===== TEXTO PARA LEITURA =====
A saída para isso, ainda de acordo com ela, é trabalhar para dar projeções de vida ao indivíduo e estimular as relações familiares. Em fevereiro o Centro Pop Rua e o Serviço de Abordagem Social atenderam 414 pessoas, sendo 366 homens e 48 mulheres. Destes, 51 foram encaminhados para elaboração de documentos e 34 tiveram passagens pagas para deslocamento intermunicipal.
Comitê Intersetorial
Nesta segunda-feira (10) a então diretora administrativa Geórgia Ramos Tomasi assume a presidência da FAS e tem no recém criado Comitê Intersetorial o principal foco de trabalho para reduzir a população de rua.
— Ele é composto por agentes do serviço público e da sociedade civil, para conseguirmos pensar, enquanto comunidade, nas melhores formas de lidar com isso e buscar fomentar a dignidade dessas pessoas que estão transitoriamente nessa situação — explica.
Morando em uma barraca
A falta de perspectiva de um lar levou Daniel do Nascimento Velho, 24 anos, a viver nas ruas de Caxias, onde permanece até hoje. Isso ocorreu depois que ele completou 18 anos e deixou o abrigo em que morou desde os quatro. Natural de Sapucaia do Sul, já viveu sobre as calçadas de Farroupilha e atualmente dorme em uma barraca na Rua José de Carli, no bairro Universitário, em Caxias. A estrutura chama a atenção pelo tempo que permanece em frente a um terreno desocupado. Nesse inverno, o improviso completará um ano.
===== DADOS FORNECIDOS =====
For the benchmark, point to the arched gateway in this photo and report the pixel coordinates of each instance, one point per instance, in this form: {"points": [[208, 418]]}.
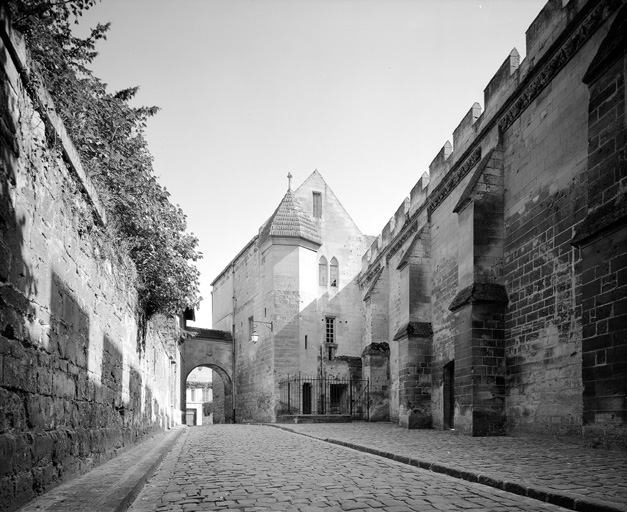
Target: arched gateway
{"points": [[213, 349]]}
=====
LISTA DE TAREFAS:
- a) Quantas pessoas o Centro Pop Rua e o Serviço de Abordagem Social atenderam em fevereiro, segundo o texto sobre a população de rua?
- b) Reproduza sem alterações o trecho do texto sobre a população de rua que se abre com as palavras contendo "A saída para" e se fecha com "população de rua.".
Os dados não têm relação com o texto sobre a população de rua.

SUAS RESPOSTAS:
- a) 414 pessoas, sendo 366 homens e 48 mulheres.

- b)
A saída para isso, ainda de acordo com ela, é trabalhar para dar projeções de vida ao indivíduo e estimular as relações familiares. Em fevereiro o Centro Pop Rua e o Serviço de Abordagem Social atenderam 414 pessoas, sendo 366 homens e 48 mulheres. Destes, 51 foram encaminhados para elaboração de documentos e 34 tiveram passagens pagas para deslocamento intermunicipal.
Comitê Intersetorial
Nesta segunda-feira (10) a então diretora administrativa Geórgia Ramos Tomasi assume a presidência da FAS e tem no recém criado Comitê Intersetorial o principal foco de trabalho para reduzir a população de rua.